Extracted material:
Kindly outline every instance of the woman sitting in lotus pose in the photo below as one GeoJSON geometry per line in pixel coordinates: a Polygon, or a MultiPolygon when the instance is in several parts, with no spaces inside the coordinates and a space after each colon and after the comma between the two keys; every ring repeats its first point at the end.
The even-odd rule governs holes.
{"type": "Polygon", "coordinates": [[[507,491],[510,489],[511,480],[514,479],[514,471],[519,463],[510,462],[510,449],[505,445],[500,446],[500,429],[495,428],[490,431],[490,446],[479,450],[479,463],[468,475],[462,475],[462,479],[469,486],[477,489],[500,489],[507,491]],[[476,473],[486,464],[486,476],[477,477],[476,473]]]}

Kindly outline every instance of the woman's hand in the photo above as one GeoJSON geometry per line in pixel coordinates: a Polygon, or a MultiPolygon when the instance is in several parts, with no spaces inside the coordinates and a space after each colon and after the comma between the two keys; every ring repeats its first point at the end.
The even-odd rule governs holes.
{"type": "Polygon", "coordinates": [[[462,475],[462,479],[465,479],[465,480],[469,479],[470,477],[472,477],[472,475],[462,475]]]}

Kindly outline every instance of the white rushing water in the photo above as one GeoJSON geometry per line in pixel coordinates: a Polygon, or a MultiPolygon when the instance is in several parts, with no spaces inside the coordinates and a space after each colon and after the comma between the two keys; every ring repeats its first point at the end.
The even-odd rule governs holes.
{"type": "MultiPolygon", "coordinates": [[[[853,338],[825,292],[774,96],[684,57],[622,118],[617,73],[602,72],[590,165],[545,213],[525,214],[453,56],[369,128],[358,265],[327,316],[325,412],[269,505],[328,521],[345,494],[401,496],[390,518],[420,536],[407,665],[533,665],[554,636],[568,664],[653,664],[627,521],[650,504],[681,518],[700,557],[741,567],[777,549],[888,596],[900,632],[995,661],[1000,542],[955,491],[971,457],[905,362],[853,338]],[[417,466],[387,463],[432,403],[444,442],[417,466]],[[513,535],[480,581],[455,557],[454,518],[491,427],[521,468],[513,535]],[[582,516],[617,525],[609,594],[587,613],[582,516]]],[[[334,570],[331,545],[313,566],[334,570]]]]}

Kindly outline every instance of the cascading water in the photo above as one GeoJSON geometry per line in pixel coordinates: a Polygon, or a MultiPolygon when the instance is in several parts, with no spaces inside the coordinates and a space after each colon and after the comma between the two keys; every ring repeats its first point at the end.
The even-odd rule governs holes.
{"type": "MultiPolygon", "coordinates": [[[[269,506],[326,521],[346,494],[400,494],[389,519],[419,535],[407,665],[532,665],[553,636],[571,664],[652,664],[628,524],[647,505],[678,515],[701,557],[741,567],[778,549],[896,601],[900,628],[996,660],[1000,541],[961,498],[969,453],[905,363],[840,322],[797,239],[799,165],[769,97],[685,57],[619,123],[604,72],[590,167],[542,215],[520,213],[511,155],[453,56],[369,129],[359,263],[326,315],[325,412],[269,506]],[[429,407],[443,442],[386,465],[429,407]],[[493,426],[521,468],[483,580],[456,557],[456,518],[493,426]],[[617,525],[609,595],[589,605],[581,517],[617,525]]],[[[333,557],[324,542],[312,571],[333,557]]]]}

Task: Only exact copies of the lines from the one containing "Kindly outline every instance of the cascading" to the end of the records belong in the answer.

Task result:
Kindly outline every instance of the cascading water in the photo above as one GeoJSON geometry per line in pixel coordinates: a Polygon, or a MultiPolygon when the instance is in several parts, with no spaces inside the coordinates and a space after each colon and after the comma between the two keys; every ring repeats its first point at the end.
The even-odd rule governs holes.
{"type": "MultiPolygon", "coordinates": [[[[269,506],[326,521],[346,494],[400,494],[389,519],[419,535],[407,665],[532,665],[553,636],[571,664],[652,664],[628,524],[647,505],[678,515],[701,557],[741,567],[778,549],[896,601],[900,628],[996,660],[1000,541],[961,498],[969,453],[905,363],[840,322],[797,239],[799,165],[769,97],[685,57],[619,123],[604,72],[590,167],[542,215],[520,213],[511,155],[453,56],[369,129],[359,263],[326,315],[325,412],[269,506]],[[429,407],[443,442],[386,465],[429,407]],[[493,426],[521,468],[483,580],[456,557],[456,518],[493,426]],[[617,525],[609,595],[589,605],[581,517],[617,525]]],[[[333,557],[324,542],[312,571],[333,557]]]]}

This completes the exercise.